Selection.
○ ○ ○ ○

Six Days From the Finish Line.

Six Days From the Finish Line.

There is a moment near the end of anything big where time gets weird. The finish line is finally in sight, but instead of feeling closer, the last stretch feels longer than everything that came before it. You start counting in “lasts” instead of days: last assignment, last shift, last practice, last commute. People around you are already talking like you are done, but you are still in it, double‑checking every detail because it suddenly feels possible to trip right before the tape. It is a strange mix of relief, pressure, and disbelief that you have been moving toward something for so long that actually arriving does not quite feel real yet.

I am in that stretch right now. Six days before I walk across the graduate stage. The last handful of assignments are turned in, the blog is still going, and somehow the closer it gets the stranger it feels. I have been working toward this for years and now that it is almost here I keep waiting for someone to tell me I missed something. The early mornings, the late submissions, the semesters I was not sure I would finish, all of it has been quietly stacking up toward a moment that is now less than a week away. There is a version of done that feels clean and certain and then there is this version, where you are proud and exhausted and a little afraid to celebrate too early.

○ ○ ○ ○

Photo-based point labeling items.
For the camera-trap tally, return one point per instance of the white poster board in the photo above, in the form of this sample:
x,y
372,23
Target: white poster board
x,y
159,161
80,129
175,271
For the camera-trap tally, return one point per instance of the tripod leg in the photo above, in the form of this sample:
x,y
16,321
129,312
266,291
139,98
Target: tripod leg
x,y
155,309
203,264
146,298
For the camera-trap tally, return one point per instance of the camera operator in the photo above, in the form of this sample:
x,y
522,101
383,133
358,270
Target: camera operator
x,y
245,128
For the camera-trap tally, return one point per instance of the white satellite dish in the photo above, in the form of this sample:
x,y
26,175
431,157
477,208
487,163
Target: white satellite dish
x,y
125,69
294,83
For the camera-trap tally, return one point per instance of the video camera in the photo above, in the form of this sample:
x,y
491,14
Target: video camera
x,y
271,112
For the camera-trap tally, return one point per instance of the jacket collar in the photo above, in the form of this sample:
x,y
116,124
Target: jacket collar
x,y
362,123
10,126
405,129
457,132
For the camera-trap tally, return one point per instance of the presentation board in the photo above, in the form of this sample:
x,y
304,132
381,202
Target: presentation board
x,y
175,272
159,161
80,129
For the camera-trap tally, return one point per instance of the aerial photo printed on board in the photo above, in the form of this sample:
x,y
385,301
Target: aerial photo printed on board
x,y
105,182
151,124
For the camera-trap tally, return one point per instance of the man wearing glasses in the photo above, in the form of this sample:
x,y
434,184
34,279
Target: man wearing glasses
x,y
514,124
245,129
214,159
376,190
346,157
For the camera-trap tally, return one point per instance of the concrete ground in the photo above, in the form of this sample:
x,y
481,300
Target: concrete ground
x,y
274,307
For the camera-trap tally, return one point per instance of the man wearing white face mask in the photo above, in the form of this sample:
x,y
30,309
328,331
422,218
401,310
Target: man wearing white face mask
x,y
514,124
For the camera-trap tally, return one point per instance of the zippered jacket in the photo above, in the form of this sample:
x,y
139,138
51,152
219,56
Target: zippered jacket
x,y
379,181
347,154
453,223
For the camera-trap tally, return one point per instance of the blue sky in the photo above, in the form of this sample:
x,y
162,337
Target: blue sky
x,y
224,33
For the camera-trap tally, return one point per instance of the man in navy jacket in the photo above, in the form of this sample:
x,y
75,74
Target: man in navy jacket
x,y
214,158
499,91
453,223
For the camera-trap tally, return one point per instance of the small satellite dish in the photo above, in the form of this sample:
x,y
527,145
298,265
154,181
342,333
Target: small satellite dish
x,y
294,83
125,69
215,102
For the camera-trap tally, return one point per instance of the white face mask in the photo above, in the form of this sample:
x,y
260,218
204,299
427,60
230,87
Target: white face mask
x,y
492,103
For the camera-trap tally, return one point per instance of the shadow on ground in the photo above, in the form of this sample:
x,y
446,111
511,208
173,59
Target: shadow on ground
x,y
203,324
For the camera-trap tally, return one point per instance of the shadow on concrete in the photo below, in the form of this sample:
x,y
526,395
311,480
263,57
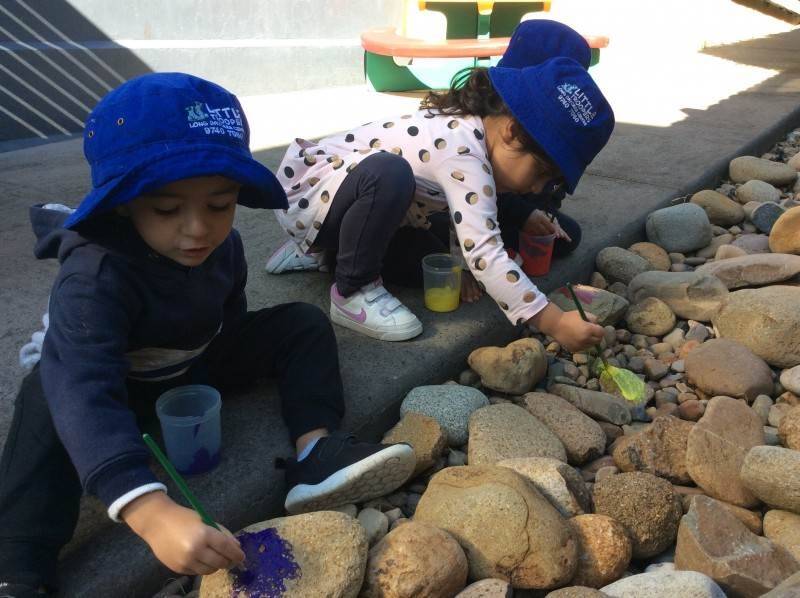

○ ○ ○ ○

Directives.
(1) Answer these questions about the reflection on nearing graduation:
(a) How many days remain before the writer walks across the graduate stage?
(b) What does the reflection say people start counting in instead of days?
(c) Which three things does the reflection name as forming a strange mix near the end of anything big?
(2) Transcribe the passage of the reflection between "I am in that" and "celebrate too early.", inclusive.
The items above were drawn from a source unrelated to the reflection.

Expected outputs.
(1)
(a) Six days.
(b) In "lasts."
(c) Relief, pressure, and disbelief.

(2)
I am in that stretch right now. Six days before I walk across the graduate stage. The last handful of assignments are turned in, the blog is still going, and somehow the closer it gets the stranger it feels. I have been working toward this for years and now that it is almost here I keep waiting for someone to tell me I missed something. The early mornings, the late submissions, the semesters I was not sure I would finish, all of it has been quietly stacking up toward a moment that is now less than a week away. There is a version of done that feels clean and certain and then there is this version, where you are proud and exhausted and a little afraid to celebrate too early.